» Tarefas a realizar:
(1) No trecho selecionado, em que disposição da Constituição da República Portuguesa está consagrado o princípio do primado do direito comunitário?
(2) Resuma o trecho selecionado em duas frases.
(3) Devolva, sem qualquer alteração, o excerto do trecho selecionado que vai de "41. Pelo que, muito" até "18º do TFUE.".

40. Sobre esta alteração legislativa, já se pronunciou igualmente a jurisprudência, concretamente a decisão arbitral proferida no processo n.º 748/2015-T, à qual se adere, “Desde logo, há que registar que a solução introduzida pelo legislador para contornar a discriminação contida na supra mencionada norma nacional, fazer impender sobre os não residentes um ónus suplementar, comparativamente aos residentes. A isto acresce um outro reparo que resulta da complexidade de funcionamento do imposto, agravado pela “opção pelo englobamento” de todos os rendimentos obtidos no outro país, para além de outras questões relevantes associadas ao princípio da territorialidade previsto artigo 15º do CIRS, às condições de pessoalização do imposto e à progressividade do imposto, dificilmente compatível com uma adequada consideração dos valores auferidos noutro estado membro, no estado atual do direito comunitário.”. (…) Alega a AT que a solução adotada no artigo 72.º, n.ºs 8 a 10 é bastante, porquanto também para os residentes em território português, estes rendimentos estão sujeitos ao englobamento. Ora, tal argumento não parece adequado porquanto não leva em linha de conta todas as outras condições de tributação inerentes ao funcionamento de um imposto com as características do imposto sobre os rendimentos das pessoas singulares e evidencia uma intenção de tributação em função dos rendimentos auferidos no outro país (quando englobados) bem sabendo que se trata de realidades incomparáveis, facilmente falseadas por toda uma realidade de base que escapa à soberania fiscal do estado português.

41. Pelo que, muito embora o legislador nacional tenha consagrado a possibilidade de o sujeito passivo não residente optar pela tributação aplicável aos residentes, a verdade é que tal não retira o efeito discriminatório essencial da diferenciação de regimes prevista na legislação nacional entre residentes e não residentes, que é assim violadora dos artigos 63º e 18º do TFUE.

42. Em face do princípio do primado do direito comunitário, consagrado no artigo 8.º, número 4 da Constituição da República Portuguesa, a jurisprudência do TJUE, em sede de direito comunitário, vincula os tribunais nacionais, pelo que não pode este tribunal decidir de forma diferente da já decidida, no âmbito da mesma questão de direito e da mesma legislação, pelo TJUE.

43. Nestes termos, dúvidas não restam de que a liquidação impugnada, na parte que considera como base de tributação das mais-valias realizadas pelo Requerente mais de 50% do seu valor, carece de fundamento legal, concluindo-se pela incompatibilidade do n.º 2 do artigo 43.º, do Código do IRS, com o artigo 63.º, do TFUE, o que determina a ilegalidade das liquidações ora impugnadas, e como procedente o pedido de pronúncia arbitral”.

» Dados:
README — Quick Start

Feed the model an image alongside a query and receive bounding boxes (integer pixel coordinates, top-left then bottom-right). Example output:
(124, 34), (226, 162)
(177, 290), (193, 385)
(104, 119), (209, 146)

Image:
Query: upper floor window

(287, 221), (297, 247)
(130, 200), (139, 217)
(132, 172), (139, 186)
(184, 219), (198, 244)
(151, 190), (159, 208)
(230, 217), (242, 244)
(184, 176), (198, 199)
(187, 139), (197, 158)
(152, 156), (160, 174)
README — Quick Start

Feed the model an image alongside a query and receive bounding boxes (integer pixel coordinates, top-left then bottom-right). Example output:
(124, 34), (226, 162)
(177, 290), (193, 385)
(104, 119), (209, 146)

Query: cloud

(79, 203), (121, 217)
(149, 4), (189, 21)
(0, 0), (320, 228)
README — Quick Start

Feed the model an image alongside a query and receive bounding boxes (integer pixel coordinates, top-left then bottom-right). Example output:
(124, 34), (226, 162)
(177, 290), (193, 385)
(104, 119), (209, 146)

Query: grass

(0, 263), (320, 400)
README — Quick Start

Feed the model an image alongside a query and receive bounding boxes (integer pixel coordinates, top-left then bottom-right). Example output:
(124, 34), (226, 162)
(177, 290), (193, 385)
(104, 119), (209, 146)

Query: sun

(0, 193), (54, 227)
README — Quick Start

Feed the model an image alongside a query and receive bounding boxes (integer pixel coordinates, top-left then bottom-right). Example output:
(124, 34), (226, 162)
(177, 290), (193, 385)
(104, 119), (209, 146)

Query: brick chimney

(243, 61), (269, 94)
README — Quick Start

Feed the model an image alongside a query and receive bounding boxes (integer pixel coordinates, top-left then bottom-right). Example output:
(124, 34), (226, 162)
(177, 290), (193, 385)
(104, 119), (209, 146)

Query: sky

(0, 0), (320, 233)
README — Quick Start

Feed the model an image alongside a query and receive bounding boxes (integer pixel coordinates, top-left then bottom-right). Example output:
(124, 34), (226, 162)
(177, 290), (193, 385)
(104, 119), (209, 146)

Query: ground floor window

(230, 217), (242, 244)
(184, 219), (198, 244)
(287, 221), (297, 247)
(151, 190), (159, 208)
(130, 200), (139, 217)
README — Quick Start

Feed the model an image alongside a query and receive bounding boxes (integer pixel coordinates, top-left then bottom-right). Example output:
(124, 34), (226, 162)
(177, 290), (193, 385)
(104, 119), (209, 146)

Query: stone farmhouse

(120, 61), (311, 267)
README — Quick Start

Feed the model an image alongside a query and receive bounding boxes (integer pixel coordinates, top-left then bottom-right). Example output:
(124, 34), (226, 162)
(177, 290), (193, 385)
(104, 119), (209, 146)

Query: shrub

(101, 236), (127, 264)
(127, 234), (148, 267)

» Respostas por tarefa:
(1) No artigo 8.º, número 4, da Constituição da República Portuguesa.

(2) Embora o legislador nacional permita ao sujeito passivo não residente optar pela tributação aplicável aos residentes, isso não elimina o efeito discriminatório da diferenciação de regimes, que viola os artigos 63.º e 18.º do TFUE. Como a jurisprudência do TJUE vincula os tribunais nacionais, conclui-se que o n.º 2 do artigo 43.º do Código do IRS é incompatível com o artigo 63.º do TFUE e que as liquidações impugnadas são ilegais na parte em que tributam mais de 50% das mais-valias do Requerente.

(3)
41. Pelo que, muito embora o legislador nacional tenha consagrado a possibilidade de o sujeito passivo não residente optar pela tributação aplicável aos residentes, a verdade é que tal não retira o efeito discriminatório essencial da diferenciação de regimes prevista na legislação nacional entre residentes e não residentes, que é assim violadora dos artigos 63º e 18º do TFUE.